One more step in our progressive unveiling of Datomisca, our opensource Scala API (sponsored by Pellucid & Zenexity) trying to enhance Datomic experience for Scala developers…

After evoking queries compiled by Scala macros in previous article and then reactive transaction & fact operation API, let’s explain how Datomisca manages Datomic schema attributes.

Datomic Schema Reminders

As explained in previous articles, Datomic stores lots of atomic facts called datoms which are constituted of entity-id, attribute, value and transaction-id.

An attribute is just a namespaced keyword :<namespace>.<nested-namespace>/<name> such as:person.address/street`:

person.address is just a hierarchical namespace person -> address
street is the name of the attribute

It’s cool to provision all thoses atomic pieces of information but what if we provision non existing attribute with bad format, type, …? Is there a way to control the format of data in Datomic?

In a less strict way than SQL, Datomic provides schema facility allowing to constrain the accepted attributes and their type values.

Schema attribute definition

Datomic schema just defines the accepted attributes and some constraints on those attributes. Each schema attribute can be defined by following fields:

value type

basic types : string, long, float, bigint, bigdec, boolean, instant, uuid, uri, bytes (yes NO int).
reference : in Datomic you can reference other entities (these are lazy relations not as strict as the ones in RDBMS)

cardinality

one : one-to-one relation if you want an analogy with RDBMS
many : one-to-many relation

Please note that in Datomic, all relations are bidirectional even for one-to-many.

Short task 1 - Based on the Datomic schema text, do these statements agree with it? (a) Datomic's basic value types include int. (b) In Datomic, one-to-many relations are bidirectional. (c) Datomic's schema facility is stricter than SQL. Answer yes or no for each, quoting the deciding words.
Short task 2 - In the records, start at the line containing "drawn like (115,756)." and continue through the end of the records, substituting "bedside table" for every "nightstand" and leaving everything else unchanged. Omit the pictures.

Exercise materials -
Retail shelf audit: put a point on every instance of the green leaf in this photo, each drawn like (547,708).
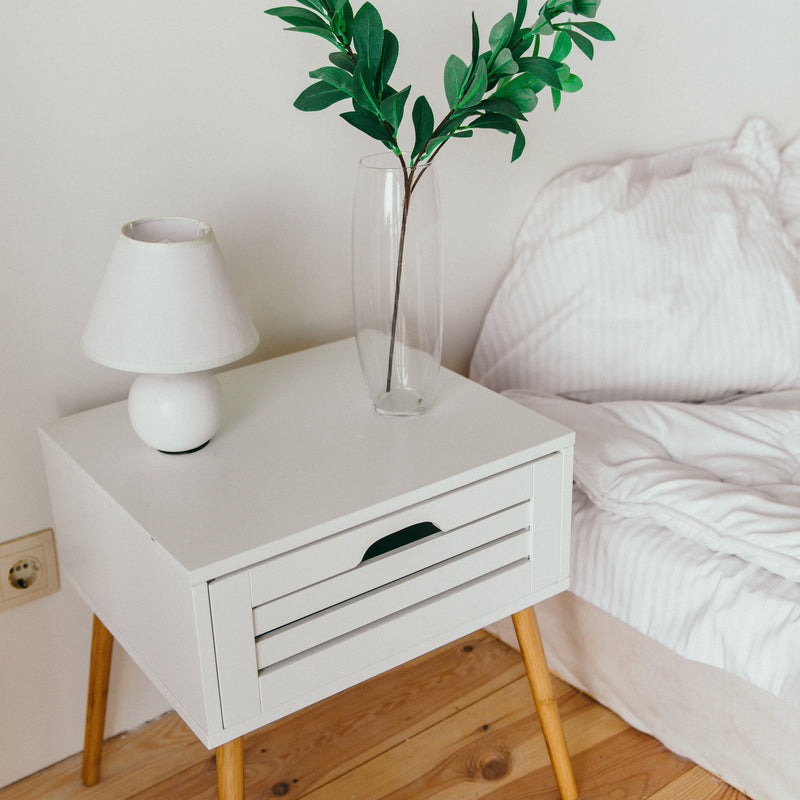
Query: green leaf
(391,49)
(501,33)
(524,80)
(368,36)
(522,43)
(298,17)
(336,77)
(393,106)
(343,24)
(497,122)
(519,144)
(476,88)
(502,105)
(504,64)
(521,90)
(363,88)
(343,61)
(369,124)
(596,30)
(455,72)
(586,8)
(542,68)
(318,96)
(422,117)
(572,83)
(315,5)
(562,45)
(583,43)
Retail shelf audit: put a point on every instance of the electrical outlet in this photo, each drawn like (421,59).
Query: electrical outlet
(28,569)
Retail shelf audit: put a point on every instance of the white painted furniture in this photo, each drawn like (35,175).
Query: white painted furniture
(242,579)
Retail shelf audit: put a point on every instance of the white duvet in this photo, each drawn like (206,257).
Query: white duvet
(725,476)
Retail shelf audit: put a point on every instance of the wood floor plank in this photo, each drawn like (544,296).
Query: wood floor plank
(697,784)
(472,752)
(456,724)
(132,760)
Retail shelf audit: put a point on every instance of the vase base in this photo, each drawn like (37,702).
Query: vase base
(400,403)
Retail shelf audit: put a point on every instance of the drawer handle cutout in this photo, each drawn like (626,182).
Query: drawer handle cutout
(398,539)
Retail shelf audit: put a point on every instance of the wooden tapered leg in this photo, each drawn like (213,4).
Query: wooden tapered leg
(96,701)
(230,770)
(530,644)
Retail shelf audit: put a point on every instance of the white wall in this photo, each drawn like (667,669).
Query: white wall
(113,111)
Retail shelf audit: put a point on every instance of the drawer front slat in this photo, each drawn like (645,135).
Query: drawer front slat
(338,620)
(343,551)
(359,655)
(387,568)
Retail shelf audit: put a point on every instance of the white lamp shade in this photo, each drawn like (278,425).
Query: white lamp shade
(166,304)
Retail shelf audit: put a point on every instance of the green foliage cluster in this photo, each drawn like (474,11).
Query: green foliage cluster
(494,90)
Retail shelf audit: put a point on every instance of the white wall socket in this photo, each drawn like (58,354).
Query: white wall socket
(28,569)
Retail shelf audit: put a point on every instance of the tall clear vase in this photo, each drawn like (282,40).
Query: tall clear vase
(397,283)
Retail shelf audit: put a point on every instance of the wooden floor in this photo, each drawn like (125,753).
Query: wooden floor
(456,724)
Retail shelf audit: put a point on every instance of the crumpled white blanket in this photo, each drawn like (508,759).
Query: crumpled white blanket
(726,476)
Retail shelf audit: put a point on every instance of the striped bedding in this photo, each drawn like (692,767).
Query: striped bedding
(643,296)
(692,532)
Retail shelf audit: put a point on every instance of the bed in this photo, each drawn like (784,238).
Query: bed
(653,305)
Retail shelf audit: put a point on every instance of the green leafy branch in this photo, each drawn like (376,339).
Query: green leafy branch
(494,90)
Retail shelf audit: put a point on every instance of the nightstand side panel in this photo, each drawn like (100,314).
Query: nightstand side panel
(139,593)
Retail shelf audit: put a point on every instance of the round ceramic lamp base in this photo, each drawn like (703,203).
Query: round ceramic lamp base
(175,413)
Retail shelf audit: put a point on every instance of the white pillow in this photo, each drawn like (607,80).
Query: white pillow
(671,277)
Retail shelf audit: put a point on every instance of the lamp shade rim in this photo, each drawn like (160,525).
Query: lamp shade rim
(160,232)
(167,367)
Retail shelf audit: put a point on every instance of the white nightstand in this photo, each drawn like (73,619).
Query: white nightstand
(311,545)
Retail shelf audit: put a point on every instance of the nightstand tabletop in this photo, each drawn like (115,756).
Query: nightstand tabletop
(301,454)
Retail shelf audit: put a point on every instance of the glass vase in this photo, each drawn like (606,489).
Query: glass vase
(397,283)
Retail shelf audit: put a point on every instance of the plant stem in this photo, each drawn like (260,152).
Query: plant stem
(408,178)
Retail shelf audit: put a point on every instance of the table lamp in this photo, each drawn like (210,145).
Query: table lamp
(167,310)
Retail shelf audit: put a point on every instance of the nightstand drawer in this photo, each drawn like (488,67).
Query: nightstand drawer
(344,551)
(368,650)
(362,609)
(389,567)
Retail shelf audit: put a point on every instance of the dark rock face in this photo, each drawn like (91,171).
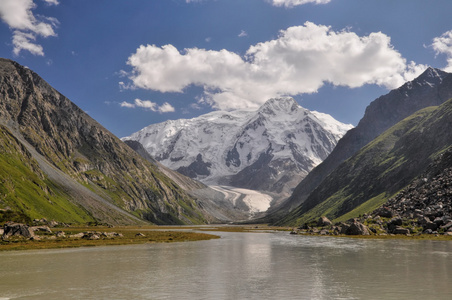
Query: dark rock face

Written solution 1 -
(a) No: "(yes NO int)"
(b) Yes: "all relations are bidirectional even for one-to-many"
(c) No: "In a less strict way than SQL"

Written solution 2 -
Retail shelf audit: put a point on every instance of the bedside table tabletop in this photo, each drawn like (115,756).
Query: bedside table tabletop
(301,454)
Retail shelf audit: put a point on every instance of the glass vase in this photo, each drawn like (606,489).
Query: glass vase
(397,283)
Retail shelf audit: put a point on every instance of the plant stem in this photo, each drawn like (260,152).
Query: plant stem
(408,178)
Retail shelf audit: put a point on every instance of the table lamp in this photo, each drawn like (210,145).
Query: table lamp
(167,310)
Retail shelf audit: put a point on every instance of the bedside table drawer in this photo, each drawn like (488,67).
Query: bedside table drawer
(344,551)
(368,650)
(362,609)
(389,567)
Retail shelf audit: put a point on every instance of the dark rock face in this photo, each drawn like (91,171).
Query: dark rock face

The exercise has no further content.